#### [Instructions for the task]
Please list every line in the records below that contains the word "jersey". Case counts.

#### [Material provided]
'''

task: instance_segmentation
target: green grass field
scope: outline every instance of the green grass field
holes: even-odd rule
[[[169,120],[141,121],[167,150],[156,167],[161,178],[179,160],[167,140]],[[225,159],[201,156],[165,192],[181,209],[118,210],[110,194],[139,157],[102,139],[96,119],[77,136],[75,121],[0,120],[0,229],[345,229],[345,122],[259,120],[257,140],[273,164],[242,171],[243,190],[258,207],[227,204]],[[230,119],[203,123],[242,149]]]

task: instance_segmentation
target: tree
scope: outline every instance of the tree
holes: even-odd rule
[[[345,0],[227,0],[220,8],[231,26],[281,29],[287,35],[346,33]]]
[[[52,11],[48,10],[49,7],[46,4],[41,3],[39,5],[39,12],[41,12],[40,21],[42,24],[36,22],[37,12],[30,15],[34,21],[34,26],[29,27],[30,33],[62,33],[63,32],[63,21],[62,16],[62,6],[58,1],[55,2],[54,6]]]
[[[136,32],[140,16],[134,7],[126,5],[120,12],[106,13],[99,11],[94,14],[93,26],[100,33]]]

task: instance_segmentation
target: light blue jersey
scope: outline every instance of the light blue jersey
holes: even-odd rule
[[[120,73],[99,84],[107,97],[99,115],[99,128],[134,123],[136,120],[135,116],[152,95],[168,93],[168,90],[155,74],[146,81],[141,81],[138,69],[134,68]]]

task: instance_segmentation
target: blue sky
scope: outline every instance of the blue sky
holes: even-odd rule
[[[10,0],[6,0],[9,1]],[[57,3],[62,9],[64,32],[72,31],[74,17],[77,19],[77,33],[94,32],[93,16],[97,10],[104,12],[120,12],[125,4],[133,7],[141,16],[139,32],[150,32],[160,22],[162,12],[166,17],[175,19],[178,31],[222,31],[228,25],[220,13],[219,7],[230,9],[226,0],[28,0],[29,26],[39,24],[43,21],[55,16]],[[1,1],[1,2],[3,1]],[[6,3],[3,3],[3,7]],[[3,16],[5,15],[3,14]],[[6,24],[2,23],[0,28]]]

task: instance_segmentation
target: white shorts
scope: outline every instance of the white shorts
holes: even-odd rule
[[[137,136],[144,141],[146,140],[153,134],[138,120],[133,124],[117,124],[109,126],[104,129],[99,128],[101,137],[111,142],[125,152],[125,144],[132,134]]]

'''
'''

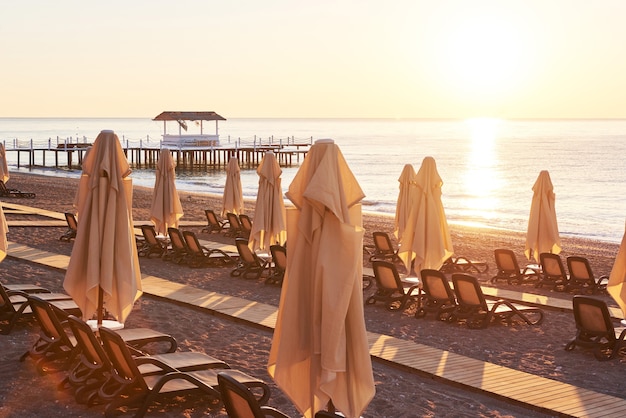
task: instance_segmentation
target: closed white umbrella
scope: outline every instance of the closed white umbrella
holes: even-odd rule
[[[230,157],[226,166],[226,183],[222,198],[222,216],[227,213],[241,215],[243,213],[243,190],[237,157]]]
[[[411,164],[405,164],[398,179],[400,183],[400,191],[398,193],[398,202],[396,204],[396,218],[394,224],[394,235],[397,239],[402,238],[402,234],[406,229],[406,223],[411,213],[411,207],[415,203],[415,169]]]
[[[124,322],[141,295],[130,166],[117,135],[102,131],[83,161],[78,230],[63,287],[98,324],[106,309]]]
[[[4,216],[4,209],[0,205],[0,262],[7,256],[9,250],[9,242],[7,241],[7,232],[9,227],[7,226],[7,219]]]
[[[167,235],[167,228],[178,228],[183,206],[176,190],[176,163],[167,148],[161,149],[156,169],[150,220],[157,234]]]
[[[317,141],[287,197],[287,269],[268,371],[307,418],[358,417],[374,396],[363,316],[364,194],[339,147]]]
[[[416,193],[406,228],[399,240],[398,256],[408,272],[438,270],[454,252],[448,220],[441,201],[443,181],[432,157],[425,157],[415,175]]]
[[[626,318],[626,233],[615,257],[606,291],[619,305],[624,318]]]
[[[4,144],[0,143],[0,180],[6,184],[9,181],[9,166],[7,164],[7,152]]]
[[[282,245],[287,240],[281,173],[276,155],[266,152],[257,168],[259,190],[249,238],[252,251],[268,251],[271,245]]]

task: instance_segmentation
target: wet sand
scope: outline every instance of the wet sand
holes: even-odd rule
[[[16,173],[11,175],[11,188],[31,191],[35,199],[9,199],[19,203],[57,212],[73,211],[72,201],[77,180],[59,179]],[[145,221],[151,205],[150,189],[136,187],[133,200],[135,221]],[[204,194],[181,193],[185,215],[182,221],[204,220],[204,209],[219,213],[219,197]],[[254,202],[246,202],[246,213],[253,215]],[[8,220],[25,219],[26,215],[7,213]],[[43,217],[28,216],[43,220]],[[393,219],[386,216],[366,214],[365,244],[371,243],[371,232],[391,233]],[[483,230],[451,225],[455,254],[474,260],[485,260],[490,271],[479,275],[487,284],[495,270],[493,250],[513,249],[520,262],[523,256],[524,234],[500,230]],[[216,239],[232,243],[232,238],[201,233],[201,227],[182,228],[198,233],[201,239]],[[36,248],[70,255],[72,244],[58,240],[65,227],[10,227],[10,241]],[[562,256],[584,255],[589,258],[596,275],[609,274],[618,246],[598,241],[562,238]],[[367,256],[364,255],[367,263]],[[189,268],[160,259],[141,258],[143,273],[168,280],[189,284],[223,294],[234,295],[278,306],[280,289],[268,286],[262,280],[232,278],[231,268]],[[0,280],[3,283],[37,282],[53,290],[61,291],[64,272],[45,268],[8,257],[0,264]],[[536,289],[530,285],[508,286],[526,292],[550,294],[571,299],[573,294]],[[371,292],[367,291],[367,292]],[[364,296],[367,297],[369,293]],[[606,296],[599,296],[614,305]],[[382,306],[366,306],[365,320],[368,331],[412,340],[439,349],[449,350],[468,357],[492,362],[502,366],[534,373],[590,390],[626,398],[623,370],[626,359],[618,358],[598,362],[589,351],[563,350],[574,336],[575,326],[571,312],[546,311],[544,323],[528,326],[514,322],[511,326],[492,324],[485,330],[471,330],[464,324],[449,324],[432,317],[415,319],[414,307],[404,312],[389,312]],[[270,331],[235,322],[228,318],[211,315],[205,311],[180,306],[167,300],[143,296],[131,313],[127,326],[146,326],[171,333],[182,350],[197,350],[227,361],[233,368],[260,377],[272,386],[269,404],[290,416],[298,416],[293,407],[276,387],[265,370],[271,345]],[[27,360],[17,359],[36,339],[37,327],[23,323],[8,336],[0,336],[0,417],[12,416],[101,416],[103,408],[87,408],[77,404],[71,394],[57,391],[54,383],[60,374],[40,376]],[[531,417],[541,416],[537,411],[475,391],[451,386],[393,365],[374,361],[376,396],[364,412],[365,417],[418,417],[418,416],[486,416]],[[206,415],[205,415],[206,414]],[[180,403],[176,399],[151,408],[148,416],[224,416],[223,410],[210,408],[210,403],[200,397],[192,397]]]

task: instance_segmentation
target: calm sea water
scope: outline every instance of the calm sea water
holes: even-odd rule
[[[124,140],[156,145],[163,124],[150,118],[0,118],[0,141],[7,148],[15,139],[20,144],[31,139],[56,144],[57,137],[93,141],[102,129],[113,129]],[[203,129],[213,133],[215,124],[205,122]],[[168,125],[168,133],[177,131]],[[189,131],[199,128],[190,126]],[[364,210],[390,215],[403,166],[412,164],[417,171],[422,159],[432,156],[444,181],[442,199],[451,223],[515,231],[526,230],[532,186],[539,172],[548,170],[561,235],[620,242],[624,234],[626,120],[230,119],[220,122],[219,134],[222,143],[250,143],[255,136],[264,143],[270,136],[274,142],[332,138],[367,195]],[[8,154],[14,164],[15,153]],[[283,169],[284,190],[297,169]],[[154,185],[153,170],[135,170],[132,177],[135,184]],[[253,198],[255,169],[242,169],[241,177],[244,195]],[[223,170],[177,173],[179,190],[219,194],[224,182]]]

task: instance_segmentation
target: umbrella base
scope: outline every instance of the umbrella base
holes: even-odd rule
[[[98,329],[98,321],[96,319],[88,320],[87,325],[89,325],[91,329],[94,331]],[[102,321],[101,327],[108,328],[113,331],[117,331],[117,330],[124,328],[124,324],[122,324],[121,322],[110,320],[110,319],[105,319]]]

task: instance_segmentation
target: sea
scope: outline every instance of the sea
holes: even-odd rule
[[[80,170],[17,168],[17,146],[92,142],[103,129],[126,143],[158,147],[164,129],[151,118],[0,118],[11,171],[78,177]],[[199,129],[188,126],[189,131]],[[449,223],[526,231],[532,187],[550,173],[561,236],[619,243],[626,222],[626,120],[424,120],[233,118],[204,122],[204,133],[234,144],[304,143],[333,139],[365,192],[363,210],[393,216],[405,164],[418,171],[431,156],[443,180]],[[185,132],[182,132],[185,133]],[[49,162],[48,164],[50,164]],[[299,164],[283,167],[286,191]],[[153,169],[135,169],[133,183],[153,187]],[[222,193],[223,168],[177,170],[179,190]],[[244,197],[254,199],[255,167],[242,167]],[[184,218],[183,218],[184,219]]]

'''

#### [Correct output]
target: light blue jersey
scope: outline every instance of the light blue jersey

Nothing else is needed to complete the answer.